TASK STATEMENT: Please output, character for character, the lines of the listing below from the line containing "of the stargazer" through the end of the listing, including both of those ends.

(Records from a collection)
---
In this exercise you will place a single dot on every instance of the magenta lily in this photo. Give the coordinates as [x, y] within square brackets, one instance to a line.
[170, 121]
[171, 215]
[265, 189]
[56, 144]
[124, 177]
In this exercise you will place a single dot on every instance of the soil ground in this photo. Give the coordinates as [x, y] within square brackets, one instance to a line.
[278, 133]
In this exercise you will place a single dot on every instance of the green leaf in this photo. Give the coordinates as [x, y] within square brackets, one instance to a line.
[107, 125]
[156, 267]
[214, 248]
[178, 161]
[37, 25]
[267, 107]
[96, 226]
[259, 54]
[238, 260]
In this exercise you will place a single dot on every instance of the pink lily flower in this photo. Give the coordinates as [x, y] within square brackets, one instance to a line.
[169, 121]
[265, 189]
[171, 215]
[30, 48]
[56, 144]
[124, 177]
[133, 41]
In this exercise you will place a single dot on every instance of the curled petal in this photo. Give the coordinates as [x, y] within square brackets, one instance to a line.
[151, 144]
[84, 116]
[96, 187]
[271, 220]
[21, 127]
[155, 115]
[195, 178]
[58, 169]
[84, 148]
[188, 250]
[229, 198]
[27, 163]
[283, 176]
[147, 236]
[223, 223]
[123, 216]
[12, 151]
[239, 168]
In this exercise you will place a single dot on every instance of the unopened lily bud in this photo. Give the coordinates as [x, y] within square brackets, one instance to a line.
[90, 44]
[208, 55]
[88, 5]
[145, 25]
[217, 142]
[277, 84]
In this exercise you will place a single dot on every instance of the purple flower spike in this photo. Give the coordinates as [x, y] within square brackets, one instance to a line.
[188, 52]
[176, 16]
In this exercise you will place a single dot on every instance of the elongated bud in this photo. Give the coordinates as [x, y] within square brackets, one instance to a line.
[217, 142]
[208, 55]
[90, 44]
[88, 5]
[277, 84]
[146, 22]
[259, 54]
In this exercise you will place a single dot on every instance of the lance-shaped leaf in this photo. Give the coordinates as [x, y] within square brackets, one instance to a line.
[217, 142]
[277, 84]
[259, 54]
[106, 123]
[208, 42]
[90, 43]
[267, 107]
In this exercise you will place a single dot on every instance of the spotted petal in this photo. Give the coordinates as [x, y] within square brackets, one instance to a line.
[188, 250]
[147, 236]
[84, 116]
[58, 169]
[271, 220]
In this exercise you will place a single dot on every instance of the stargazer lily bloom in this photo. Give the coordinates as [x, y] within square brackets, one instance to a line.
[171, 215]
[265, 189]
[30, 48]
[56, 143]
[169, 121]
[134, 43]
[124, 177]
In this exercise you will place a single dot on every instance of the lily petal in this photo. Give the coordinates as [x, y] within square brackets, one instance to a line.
---
OUTPUT BELOW:
In this exercise you will place a single dot on every instance of the stargazer lily bloom in this photo. Give the coordinates as [x, y] within square brackets, one instance to a line.
[171, 215]
[265, 189]
[30, 48]
[56, 143]
[169, 121]
[134, 43]
[124, 177]
In this exercise you will place a single dot on every instance of the lily petal in this photo. Give the coordinates as [x, y] within square brackets, one instance to a line.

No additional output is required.